- From: Ron Daniel <rdaniel@interwoven.com>
- Date: Fri, 1 Jun 2001 13:57:24 -0700
- To: "Lee Jonas" <lee.jonas@cakehouse.co.uk>
- Cc: "RDF Interest" <www-rdf-interest@w3.org>
- Message-ID: <EMEKICCGFEKJFGKMFLEPKEDNCLAA.rdaniel@interwoven.com>
Hi Lee,
Thanks for the painstaking work on the examples.
My error, you are correct that the base URI (which can be
set and changed by the xml:base attribute) and the URI of
the 'current document' (which cannot be changed from within
the document) are not the same thing. I'll double-check to
make sure that my conceptual error is not embodied in the
XPointer doc.
Now, where were things in this thread before I jumped in
with both left feet...
Ron Daniel Jr.
Standards Architect
Tel: +1 415 778 3113
Fax: +1 415 778 3131
Email: rdaniel@interwoven.com
Visit www.interwoven.com
Moving Business to the Web
> -----Original Message-----
> From: Lee Jonas [mailto:lee.jonas@cakehouse.co.uk]
> Sent: Friday, June 01, 2001 4:38 AM
> To: 'Ron Daniel'
> Cc: RDF Interest
> Subject: RE: RDF and xml:base
>
>
> Ron Daniel [mailto:rdaniel@interwoven.com] wrote:
>
> >Um, if what I was describing DOES go against RFC 2396, it would
> be an error
> >and would need to be fixed. But I don't think it does.

#### INFORMATION PROVIDED
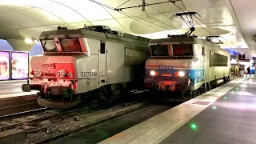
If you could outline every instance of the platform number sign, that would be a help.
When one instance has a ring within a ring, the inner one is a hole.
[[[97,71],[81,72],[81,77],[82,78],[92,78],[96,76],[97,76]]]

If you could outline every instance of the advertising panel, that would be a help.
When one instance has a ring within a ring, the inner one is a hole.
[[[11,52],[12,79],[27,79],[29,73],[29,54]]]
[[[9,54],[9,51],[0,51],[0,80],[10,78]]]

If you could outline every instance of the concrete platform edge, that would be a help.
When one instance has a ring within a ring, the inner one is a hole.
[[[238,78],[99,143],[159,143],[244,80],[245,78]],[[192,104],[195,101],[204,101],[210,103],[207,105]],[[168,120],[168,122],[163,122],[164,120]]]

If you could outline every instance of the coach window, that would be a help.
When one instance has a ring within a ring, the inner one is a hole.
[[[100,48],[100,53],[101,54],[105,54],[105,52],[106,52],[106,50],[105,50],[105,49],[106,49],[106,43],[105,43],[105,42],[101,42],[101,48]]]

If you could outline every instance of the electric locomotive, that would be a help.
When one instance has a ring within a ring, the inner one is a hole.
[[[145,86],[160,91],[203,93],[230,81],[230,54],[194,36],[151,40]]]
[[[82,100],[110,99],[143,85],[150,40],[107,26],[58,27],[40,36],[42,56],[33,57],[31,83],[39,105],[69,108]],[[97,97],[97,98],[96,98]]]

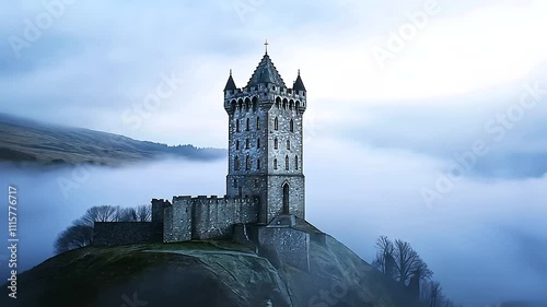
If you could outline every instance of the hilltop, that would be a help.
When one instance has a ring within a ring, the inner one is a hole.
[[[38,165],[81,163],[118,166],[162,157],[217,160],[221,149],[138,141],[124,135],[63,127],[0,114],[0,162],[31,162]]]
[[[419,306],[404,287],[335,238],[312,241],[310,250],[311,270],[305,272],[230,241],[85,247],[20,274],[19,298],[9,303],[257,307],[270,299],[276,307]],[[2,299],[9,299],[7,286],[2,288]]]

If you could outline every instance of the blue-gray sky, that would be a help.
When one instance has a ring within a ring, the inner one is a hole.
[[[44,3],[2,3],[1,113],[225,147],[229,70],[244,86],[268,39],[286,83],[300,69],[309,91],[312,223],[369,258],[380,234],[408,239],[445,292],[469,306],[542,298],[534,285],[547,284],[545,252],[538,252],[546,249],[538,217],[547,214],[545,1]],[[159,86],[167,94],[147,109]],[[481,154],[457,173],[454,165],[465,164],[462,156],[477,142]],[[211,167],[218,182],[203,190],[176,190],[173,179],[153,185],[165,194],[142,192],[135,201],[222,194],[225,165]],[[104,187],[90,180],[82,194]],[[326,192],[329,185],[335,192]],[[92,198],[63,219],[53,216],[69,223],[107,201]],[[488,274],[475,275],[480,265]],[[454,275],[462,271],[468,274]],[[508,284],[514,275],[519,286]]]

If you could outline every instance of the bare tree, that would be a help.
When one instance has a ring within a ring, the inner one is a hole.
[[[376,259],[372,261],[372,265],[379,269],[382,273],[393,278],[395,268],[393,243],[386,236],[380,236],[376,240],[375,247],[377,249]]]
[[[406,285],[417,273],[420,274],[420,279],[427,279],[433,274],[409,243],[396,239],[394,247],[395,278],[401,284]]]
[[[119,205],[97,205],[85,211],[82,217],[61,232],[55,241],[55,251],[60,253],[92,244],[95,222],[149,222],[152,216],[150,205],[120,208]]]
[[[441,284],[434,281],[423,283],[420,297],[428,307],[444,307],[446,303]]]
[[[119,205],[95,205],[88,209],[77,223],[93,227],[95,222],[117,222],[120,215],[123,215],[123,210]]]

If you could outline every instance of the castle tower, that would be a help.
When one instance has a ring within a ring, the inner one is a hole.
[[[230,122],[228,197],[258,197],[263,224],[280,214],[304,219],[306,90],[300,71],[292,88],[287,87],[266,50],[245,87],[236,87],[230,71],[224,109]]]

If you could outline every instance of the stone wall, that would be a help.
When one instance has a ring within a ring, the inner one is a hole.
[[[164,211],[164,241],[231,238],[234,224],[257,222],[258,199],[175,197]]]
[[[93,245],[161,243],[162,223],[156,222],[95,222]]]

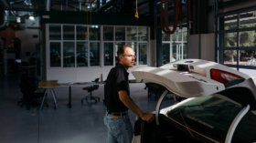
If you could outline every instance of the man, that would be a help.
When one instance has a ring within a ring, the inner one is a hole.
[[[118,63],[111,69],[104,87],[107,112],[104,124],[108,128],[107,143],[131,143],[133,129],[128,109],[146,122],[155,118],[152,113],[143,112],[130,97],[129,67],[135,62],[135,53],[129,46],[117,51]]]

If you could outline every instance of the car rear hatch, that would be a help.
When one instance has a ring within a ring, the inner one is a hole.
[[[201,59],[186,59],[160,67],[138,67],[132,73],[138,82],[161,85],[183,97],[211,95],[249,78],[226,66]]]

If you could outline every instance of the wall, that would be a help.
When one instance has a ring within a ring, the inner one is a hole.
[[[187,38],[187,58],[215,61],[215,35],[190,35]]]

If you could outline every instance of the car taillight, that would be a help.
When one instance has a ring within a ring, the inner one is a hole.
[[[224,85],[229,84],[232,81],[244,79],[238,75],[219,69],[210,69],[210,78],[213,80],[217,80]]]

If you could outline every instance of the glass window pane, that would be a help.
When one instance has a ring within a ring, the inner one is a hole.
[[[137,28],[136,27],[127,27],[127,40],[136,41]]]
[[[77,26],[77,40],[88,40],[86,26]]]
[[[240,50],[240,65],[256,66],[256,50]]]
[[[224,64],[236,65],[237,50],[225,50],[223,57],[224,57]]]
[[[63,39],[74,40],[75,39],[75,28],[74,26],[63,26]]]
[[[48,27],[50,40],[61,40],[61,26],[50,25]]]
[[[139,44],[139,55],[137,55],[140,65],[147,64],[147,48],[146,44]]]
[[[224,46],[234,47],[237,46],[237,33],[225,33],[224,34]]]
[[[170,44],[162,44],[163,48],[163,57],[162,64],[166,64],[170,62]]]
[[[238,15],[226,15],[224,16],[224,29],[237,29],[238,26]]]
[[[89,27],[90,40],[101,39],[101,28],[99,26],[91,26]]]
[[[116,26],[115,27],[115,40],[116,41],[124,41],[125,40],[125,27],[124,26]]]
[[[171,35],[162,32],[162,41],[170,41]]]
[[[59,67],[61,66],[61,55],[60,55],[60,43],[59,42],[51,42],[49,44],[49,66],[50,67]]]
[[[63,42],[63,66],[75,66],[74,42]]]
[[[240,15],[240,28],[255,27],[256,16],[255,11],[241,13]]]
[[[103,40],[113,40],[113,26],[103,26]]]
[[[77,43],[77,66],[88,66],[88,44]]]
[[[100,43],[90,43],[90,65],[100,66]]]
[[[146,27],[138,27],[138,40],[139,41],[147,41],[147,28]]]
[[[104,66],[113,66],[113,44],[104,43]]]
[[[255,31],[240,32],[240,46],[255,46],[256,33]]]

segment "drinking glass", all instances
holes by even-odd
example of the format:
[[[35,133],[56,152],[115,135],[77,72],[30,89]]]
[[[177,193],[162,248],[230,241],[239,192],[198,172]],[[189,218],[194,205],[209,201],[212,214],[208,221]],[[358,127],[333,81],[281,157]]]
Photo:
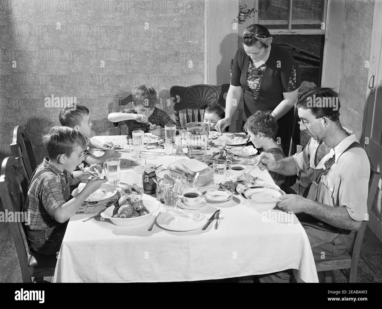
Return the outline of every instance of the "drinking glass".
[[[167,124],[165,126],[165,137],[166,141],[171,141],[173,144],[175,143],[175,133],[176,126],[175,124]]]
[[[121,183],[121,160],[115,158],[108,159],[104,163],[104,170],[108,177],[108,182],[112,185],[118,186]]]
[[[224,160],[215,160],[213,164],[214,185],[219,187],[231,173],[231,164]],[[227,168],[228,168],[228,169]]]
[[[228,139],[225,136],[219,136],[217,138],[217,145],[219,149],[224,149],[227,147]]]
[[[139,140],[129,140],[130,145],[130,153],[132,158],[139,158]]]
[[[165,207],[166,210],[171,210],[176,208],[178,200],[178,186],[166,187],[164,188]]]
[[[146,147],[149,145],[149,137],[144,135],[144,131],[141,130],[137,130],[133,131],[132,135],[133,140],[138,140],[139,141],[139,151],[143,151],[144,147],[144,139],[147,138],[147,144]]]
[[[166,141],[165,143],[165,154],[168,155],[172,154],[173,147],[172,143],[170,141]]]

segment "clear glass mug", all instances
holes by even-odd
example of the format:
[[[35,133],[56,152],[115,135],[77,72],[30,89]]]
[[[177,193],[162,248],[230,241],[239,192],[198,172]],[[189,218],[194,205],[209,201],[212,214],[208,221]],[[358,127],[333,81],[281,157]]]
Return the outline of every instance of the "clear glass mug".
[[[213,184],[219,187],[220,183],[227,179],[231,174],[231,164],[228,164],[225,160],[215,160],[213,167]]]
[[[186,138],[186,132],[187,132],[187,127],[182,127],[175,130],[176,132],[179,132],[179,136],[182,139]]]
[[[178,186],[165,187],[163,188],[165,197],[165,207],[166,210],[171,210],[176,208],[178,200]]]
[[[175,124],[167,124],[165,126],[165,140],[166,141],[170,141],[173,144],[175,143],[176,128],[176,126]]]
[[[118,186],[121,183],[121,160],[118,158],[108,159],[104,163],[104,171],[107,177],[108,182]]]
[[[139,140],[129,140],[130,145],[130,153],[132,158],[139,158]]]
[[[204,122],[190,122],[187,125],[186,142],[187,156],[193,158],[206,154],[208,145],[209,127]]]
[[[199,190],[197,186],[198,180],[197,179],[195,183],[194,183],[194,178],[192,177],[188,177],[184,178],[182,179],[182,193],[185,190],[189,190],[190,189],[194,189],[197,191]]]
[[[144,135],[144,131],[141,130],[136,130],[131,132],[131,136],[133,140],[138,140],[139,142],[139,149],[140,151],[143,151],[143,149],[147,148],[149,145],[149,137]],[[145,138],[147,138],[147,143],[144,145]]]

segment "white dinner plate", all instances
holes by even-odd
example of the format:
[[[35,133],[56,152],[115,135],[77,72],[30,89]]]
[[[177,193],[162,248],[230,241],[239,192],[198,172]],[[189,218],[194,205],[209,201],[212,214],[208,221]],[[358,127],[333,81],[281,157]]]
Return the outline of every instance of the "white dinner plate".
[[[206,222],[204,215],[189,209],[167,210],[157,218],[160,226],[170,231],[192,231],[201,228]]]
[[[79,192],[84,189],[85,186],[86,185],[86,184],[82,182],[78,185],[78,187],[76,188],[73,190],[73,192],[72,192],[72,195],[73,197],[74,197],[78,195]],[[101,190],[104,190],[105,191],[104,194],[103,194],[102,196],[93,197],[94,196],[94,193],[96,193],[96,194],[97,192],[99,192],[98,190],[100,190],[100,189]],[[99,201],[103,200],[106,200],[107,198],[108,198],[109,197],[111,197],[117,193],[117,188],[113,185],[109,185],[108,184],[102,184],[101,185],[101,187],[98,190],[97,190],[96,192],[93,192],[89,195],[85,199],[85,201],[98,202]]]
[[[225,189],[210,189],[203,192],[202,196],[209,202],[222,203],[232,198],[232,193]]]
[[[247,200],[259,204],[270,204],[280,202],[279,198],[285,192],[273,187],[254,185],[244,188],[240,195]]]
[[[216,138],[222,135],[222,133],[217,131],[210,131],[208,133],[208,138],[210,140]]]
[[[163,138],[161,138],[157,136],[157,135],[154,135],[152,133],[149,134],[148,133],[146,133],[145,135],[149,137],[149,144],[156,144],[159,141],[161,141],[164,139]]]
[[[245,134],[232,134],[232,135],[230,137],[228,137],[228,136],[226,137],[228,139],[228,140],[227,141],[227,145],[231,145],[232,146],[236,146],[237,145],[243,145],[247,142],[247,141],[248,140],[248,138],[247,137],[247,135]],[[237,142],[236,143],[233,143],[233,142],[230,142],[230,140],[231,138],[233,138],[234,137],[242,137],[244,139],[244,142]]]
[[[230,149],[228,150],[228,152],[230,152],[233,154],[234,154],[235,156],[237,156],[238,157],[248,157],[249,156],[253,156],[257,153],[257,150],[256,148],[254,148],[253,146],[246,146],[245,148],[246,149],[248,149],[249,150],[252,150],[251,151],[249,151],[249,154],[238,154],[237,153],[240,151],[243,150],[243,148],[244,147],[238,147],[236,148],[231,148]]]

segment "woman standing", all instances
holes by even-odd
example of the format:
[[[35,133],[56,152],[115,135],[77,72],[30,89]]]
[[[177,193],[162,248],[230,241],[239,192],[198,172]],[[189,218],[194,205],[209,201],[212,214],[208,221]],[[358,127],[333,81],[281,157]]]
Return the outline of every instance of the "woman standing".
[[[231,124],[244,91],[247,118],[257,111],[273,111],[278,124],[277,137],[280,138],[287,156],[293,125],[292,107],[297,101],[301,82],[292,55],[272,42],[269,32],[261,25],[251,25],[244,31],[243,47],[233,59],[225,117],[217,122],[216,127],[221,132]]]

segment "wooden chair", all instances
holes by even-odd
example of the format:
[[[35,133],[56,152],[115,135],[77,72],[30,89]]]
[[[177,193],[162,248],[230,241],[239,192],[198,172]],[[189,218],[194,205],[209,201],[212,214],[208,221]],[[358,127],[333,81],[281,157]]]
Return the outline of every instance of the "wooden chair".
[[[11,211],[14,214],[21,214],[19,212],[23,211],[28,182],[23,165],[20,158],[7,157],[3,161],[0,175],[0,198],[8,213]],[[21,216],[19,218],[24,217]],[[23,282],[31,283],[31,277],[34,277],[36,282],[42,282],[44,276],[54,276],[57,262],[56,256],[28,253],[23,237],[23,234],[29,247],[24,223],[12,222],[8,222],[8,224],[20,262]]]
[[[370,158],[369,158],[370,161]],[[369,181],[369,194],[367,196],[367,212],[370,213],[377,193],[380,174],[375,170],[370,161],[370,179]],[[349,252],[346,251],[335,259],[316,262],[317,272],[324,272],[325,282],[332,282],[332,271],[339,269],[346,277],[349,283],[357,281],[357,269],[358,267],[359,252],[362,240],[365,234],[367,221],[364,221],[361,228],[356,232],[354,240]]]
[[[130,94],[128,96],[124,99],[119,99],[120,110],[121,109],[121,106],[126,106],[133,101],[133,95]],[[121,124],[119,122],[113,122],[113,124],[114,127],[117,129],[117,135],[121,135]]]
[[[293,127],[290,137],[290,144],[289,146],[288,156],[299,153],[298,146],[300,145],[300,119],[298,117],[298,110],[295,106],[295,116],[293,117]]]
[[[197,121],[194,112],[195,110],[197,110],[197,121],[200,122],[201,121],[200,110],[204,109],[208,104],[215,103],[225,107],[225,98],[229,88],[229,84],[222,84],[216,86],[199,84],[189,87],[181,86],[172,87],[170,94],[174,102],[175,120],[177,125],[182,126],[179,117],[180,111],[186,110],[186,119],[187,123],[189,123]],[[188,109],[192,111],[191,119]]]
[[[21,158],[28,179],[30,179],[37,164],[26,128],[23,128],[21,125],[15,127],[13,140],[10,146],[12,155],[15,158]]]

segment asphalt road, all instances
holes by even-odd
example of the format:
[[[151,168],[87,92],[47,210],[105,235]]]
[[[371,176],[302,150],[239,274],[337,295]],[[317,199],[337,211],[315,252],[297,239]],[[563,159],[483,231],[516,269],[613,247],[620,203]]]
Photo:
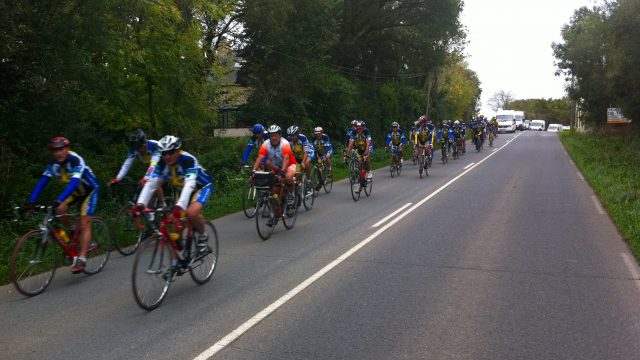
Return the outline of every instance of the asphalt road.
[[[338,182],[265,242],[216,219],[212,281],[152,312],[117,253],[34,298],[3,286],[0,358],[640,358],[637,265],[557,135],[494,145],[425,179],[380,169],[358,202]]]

#### AIM 1
In the email on RDF and xml:base, which attribute can set and change the base URI?
#### AIM 2
Duplicate the passage of the xml:base email from "- From: Ron" to "on the examples.".
#### AIM 3
Go on with the email about RDF and xml:base from the point at which it stops.
None of the data is needed for this work.

#### REPLY 1
The xml:base attribute.

#### REPLY 2
- From: Ron Daniel <rdaniel@interwoven.com>
- Date: Fri, 1 Jun 2001 13:57:24 -0700
- To: "Lee Jonas" <lee.jonas@cakehouse.co.uk>
- Cc: "RDF Interest" <www-rdf-interest@w3.org>
- Message-ID: <EMEKICCGFEKJFGKMFLEPKEDNCLAA.rdaniel@interwoven.com>
Hi Lee,
Thanks for the painstaking work on the examples.

#### REPLY 3
> >
> >
> >> Again, from RFC 2396, section 5.2:
> >> [[
> >>
> >> For each URI reference, the following steps are performed in order:
> >>
> >> 1) The URI reference is parsed into the potential four
> components and
> >> fragment identifier, as described in Section 4.3.
> >> ]]
> >>
> >> i.e. scheme, authority, path and query parts of the URI, plus
> >> possibly a fragment identifier.
> >>
> >> [[
> >> 2) If the path component is empty and the scheme, authority, and
> >> query components are undefined, then it is a reference to the
> >> current document and we are done. Otherwise, the reference URI's
> >> query and fragment components are defined as found (or not found)
> >> within the URI reference and not inherited from the base URI.
> >> ]]
> >>
> >> i.e. a fragment on its own => "it is a reference to the current
> >> document and we are done".
> >
> >Right, but Section 5.2 actually starts by saying:
> >
> >> 5.2. Resolving Relative References to Absolute Form
> >>
> >> This section describes an example algorithm for resolving URI
> >> references that might be relative to a given base URI.
> >>
> >> The base URI is established ACCORDING TO THE RULES OF SECTION 5.1 and
> >> parsed into the four main components as described in Section 3.
> >
> >(emphasis added)
> >
> >Section 5.1 says that the highest priority way of determining the
> >base URI is:
> >
> >> 5.1.1. Base URI within Document Content
> >>
> >> Within certain document media types, the base URI of the
> document can
> >> be embedded within the content itself such that it can be readily
> >> obtained by a parser.
> >
> >which will be xml:base for XML documents (once it becomes a REC).
> >
> >So, if xml:base is specified, it is what is parsed into the components.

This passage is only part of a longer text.